┌─ SOURCE TEXT

Instance Segmentation

Label ground truth and perform instance segmentation using pretrained AI models like SOLOv2, Mask R-CNN, and SAM, or train custom networks with transfer learning

Instance Segmentation tools in Computer Vision Toolbox™ enable you to detect, classify, and segment individual objects within an image, even when multiple objects are overlapping. You can start by creating labeled ground truth using the Image Labeler and Video Labeler apps, which support interactive and AI-assisted annotation of object instances with polygons or rectangle ROIs. For more information, see Label Objects Using Polygons for Instance Segmentation.

The toolbox provides pretrained instance segmentation networks such as SOLOv2 and Mask R-CNN. You can use these models directly for inference or adapt them to specific applications through transfer learning. For more information, see Get Started with Instance Segmentation Using Deep Learning and Get Started with SOLOv2 for Instance Segmentation. For class agnostic instance segmentation, the toolbox supports the Segment Anything Model (SAM) through the imsegsam function and the segmentAnythingModel object.

To prepare training data, the toolbox offers utilities for managing and organizing data sets along with data augmentation and preprocessing. For more information, see Postprocess Exported Labels for Instance Segmentation Training.

After you generate predictions using pretrained or custom models, you can evaluate instance segmentation performance and generate detailed insights into segmentation accuracy, object-level precision, and performance across different object sizes. These metrics help assess the quality of both mask predictions and bounding box localization. For more information, see evaluateInstanceSegmentation.

The toolbox also supports 3-D object pose estimation using instance segmentation through the Pose Mask R-CNN framework, enabling fine-grained analysis of object orientation and structure. For more information, see Perform 6-DoF Pose Estimation for Bin Picking Using Deep Learning.

Instance segmentation using SOLOv2: Left — A segmented and labeled road scenario using a sample modified RGB image from the CamVid data set, Right — A segmented image of PVC pipe connectors

Apps

Image Labeler	Label images for computer vision applications
Video Labeler	Label video for computer vision applications

Functions

expand all

Pretrained Instance Segmentation Networks

SOLOv2

`solov2`	Segment objects using SOLOv2 instance segmentation network (Since R2023b)
`segmentObjects`	Segment objects using SOLOv2 instance segmentation (Since R2023b)

Mask R-CNN

`maskrcnn`	Detect objects using Mask R-CNN instance segmentation (Since R2021b)
`segmentObjects`	Segment objects using Mask R-CNN instance segmentation (Since R2021b)

Segment Anything Model (SAM)

`imsegsam`	Perform automatic full image segmentation using Segment Anything Model 2 (SAM 2) (Since R2024b)

└─

* _WHAT YOU SHOULD DO_:
Reproduce everything on the instance segmentation page from "To prepare training" down to "Instance Segmentation Training.", word for word. Work only from the instance segmentation page.

┌─ RECORDED DATA

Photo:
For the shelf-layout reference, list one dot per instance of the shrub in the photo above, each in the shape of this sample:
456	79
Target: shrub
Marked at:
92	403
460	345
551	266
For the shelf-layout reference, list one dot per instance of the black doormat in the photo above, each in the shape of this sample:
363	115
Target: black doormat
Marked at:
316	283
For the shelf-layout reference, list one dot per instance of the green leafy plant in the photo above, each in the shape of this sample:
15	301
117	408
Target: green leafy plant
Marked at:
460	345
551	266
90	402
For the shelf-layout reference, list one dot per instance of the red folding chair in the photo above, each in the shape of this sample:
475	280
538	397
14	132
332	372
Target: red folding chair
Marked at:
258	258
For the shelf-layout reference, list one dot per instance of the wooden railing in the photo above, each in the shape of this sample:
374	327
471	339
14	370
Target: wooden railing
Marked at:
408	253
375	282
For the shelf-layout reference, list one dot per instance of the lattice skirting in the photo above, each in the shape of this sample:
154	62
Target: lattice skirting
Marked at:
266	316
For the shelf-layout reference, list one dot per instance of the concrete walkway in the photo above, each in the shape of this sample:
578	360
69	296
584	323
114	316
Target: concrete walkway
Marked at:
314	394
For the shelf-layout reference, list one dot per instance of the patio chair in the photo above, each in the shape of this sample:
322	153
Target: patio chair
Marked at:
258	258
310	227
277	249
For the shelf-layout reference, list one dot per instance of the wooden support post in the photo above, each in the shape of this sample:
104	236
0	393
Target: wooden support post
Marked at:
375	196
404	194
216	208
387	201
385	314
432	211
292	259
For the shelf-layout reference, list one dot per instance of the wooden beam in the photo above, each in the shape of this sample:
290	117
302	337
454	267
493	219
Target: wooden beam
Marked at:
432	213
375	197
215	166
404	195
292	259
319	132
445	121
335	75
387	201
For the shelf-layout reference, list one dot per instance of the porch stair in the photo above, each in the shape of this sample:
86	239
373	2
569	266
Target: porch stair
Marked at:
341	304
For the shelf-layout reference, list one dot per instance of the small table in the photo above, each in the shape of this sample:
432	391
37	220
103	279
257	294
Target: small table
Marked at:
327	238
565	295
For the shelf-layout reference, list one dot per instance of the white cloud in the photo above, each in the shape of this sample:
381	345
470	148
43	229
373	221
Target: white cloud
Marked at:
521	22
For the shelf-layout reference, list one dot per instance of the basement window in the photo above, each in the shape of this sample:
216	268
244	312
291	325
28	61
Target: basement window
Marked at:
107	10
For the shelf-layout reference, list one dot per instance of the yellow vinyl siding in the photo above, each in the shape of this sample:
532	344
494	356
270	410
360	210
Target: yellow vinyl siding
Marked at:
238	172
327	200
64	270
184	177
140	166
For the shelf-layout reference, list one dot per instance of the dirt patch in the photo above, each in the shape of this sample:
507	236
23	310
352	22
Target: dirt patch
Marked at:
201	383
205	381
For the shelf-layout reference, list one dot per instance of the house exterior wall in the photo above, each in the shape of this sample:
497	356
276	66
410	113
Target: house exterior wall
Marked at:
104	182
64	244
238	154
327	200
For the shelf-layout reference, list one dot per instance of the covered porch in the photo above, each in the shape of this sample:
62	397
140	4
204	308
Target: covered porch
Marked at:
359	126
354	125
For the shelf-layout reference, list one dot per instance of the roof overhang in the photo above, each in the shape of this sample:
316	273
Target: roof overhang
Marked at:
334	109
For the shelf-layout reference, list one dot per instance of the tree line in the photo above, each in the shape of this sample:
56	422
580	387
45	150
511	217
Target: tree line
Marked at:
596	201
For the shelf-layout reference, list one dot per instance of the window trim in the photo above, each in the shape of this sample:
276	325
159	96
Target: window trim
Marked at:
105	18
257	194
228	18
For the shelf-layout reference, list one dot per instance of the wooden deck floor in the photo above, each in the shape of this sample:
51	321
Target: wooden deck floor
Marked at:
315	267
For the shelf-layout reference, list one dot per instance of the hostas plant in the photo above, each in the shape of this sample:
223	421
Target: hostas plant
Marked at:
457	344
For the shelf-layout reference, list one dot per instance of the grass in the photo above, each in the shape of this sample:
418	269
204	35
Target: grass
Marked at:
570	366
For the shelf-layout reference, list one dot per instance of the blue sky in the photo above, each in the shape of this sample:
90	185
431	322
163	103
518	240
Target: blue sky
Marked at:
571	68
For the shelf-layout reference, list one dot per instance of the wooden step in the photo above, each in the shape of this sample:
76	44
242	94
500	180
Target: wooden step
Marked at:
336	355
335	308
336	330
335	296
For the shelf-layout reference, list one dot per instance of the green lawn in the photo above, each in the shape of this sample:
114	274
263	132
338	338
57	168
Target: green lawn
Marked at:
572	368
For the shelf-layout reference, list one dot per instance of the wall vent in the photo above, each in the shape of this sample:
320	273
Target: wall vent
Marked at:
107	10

└─
┌─ RECORDED DATA

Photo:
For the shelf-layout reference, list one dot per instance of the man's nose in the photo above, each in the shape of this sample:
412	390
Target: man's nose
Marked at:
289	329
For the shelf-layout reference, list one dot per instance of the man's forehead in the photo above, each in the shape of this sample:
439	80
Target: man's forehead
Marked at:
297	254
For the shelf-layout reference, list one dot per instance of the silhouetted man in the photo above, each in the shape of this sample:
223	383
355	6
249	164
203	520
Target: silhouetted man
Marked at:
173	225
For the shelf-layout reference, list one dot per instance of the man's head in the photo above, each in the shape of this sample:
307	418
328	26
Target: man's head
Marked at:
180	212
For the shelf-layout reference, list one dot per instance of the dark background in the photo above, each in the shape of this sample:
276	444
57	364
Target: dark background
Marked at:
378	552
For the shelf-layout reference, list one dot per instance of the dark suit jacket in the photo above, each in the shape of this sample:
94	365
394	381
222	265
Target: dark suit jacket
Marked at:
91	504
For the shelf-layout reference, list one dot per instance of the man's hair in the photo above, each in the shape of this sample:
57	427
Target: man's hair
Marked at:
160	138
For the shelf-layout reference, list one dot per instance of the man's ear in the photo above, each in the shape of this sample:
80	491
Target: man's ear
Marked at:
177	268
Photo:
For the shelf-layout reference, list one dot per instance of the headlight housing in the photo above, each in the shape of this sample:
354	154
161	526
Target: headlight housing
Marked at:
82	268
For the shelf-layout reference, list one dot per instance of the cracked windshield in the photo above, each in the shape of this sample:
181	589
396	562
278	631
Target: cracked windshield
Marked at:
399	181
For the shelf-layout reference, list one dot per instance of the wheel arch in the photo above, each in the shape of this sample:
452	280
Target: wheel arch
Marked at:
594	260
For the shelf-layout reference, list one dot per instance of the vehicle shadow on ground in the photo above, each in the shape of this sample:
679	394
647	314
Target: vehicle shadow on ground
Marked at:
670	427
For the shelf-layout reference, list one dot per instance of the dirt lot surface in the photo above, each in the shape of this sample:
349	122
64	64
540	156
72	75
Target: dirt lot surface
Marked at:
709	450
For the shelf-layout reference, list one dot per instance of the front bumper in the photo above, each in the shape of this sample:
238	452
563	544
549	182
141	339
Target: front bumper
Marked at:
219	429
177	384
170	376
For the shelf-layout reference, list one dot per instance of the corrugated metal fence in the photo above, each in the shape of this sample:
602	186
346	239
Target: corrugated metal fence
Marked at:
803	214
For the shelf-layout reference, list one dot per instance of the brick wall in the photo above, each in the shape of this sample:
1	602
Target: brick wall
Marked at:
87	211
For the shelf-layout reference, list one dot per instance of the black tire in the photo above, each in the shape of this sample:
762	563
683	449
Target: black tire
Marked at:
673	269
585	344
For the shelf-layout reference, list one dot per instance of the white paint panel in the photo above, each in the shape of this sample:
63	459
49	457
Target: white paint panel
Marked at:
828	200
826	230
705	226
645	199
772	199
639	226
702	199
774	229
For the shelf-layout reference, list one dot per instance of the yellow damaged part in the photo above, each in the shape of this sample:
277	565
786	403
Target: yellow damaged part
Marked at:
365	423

└─

* _SOLUTION_:
To prepare training data, the toolbox offers utilities for managing and organizing data sets along with data augmentation and preprocessing. For more information, see Postprocess Exported Labels for Instance Segmentation Training.